节选内容.
-------

# flash attention

In [6]:
import torch
import torch.nn as nn
import torch.nn.functional as F
import math
import time

class TraditionalAttention(nn.Module):
    """传统的 Self-Attention 实现"""
    
    def __init__(self, d_model, n_heads):
        super().__init__()
        self.d_model = d_model
        self.n_heads = n_heads
        self.d_k = d_model // n_heads
        
        self.w_q = nn.Linear(d_model, d_model)
        self.w_k = nn.Linear(d_model, d_model)
        self.w_v = nn.Linear(d_model, d_model)
        self.w_o = nn.Linear(d_model, d_model)
        
    def forward(self, x, mask=None):
        batch_size, seq_len, d_model = x.shape
        
        # 计算 Q, K, V
        Q = self.w_q(x).view(batch_size, seq_len, self.n_heads, self.d_k).transpose(1, 2)
        K = self.w_k(x).view(batch_size, seq_len, self.n_heads, self.d_k).transpose(1, 2)
        V = self.w_v(x).view(batch_size, seq_len, self.n_heads, self.d_k).transpose(1, 2)
        
        # 计算注意力分数矩阵 (关键：这里需要存储完整的 seq_len x seq_len 矩阵)
        scores = torch.matmul(Q, K.transpose(-2, -1)) / math.sqrt(self.d_k)
        
        if mask is not None:
            scores = scores.masked_fill(mask == 0, -1e9)
        
        # Softmax (内存密集型操作)
        attention_weights = F.softmax(scores, dim=-1)
        
        # 计算输出
        output = torch.matmul(attention_weights, V)
        output = output.transpose(1, 2).contiguous().view(batch_size, seq_len, d_model)
        
        return self.w_o(output), attention_weights


class FlashAttention(nn.Module):
    """Flash Attention 实现 (简化版本)"""
    
    def __init__(self, d_model, n_heads, block_size=64):
        super().__init__()
        self.d_model = d_model
        self.n_heads = n_heads
        self.d_k = d_model // n_heads
        self.block_size = block_size
        
        self.w_q = nn.Linear(d_model, d_model)
        self.w_k = nn.Linear(d_model, d_model)
        self.w_v = nn.Linear(d_model, d_model)
        self.w_o = nn.Linear(d_model, d_model)
        
    def forward(self, x, mask=None):
        batch_size, seq_len, d_model = x.shape
        
        # 计算 Q, K, V
        Q = self.w_q(x).view(batch_size, seq_len, self.n_heads, self.d_k).transpose(1, 2)
        K = self.w_k(x).view(batch_size, seq_len, self.n_heads, self.d_k).transpose(1, 2)
        V = self.w_v(x).view(batch_size, seq_len, self.n_heads, self.d_k).transpose(1, 2)
        
        # Flash Attention 分块计算
        output = self._flash_attention_forward(Q, K, V, mask)
        output = output.transpose(1, 2).contiguous().view(batch_size, seq_len, d_model)
        
        return self.w_o(output), None  # Flash Attention 不返回完整的 attention weights
    
    def _flash_attention_forward(self, Q, K, V, mask=None):
        batch_size, n_heads, seq_len, d_k = Q.shape
        block_size = min(self.block_size, seq_len)

-------

记录列表.
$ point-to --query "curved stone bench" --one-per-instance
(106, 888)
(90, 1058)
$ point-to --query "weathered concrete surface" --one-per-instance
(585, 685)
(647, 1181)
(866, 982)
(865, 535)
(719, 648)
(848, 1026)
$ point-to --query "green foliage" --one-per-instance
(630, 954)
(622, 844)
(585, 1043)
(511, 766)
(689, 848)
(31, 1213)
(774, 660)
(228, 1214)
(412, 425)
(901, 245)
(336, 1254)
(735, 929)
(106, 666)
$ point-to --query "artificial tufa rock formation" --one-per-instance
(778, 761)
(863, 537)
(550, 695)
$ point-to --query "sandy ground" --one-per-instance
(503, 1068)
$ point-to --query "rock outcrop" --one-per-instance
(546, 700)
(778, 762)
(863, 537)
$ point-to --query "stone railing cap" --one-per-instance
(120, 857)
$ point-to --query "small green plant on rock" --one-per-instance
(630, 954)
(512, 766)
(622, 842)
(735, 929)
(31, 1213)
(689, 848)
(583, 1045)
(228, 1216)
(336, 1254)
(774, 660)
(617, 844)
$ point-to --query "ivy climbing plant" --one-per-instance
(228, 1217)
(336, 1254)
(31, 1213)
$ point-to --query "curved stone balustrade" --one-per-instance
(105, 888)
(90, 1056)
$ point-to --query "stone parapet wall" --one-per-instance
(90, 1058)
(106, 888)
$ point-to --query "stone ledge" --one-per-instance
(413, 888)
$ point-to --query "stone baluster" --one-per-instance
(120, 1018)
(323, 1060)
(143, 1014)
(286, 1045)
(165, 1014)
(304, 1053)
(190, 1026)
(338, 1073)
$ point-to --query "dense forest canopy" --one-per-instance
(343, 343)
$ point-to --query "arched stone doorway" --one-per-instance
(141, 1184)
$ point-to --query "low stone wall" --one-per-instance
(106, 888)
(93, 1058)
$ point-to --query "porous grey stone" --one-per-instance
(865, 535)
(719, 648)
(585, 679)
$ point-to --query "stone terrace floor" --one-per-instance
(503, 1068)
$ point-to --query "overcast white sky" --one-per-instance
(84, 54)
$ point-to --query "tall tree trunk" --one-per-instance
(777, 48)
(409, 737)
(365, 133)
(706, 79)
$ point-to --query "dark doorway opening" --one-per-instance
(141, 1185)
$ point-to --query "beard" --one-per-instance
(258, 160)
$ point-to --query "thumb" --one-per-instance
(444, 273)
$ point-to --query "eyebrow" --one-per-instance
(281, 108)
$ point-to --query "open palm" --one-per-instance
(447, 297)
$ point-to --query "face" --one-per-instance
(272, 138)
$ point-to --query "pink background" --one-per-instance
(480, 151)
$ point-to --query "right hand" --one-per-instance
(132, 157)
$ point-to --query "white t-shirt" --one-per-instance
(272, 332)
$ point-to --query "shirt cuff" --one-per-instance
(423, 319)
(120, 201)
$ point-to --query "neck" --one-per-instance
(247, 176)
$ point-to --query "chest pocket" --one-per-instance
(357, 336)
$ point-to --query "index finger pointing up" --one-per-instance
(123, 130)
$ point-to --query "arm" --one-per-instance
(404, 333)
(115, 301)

-------

任务详情.
请用两句话概括这段关于 flash attention 的节选。 这些记录是独立的材料，与节选没有关联。

参考答案.
节选先给出传统的 Self-Attention 实现 TraditionalAttention：它算出 Q、K、V 后需要存储完整的 seq_len x seq_len 注意力分数矩阵，再经过内存密集型的 Softmax 得到注意力权重。随后给出简化版的 FlashAttention 实现：它按 block_size（默认为 64）分块计算注意力，并且不返回完整的 attention weights。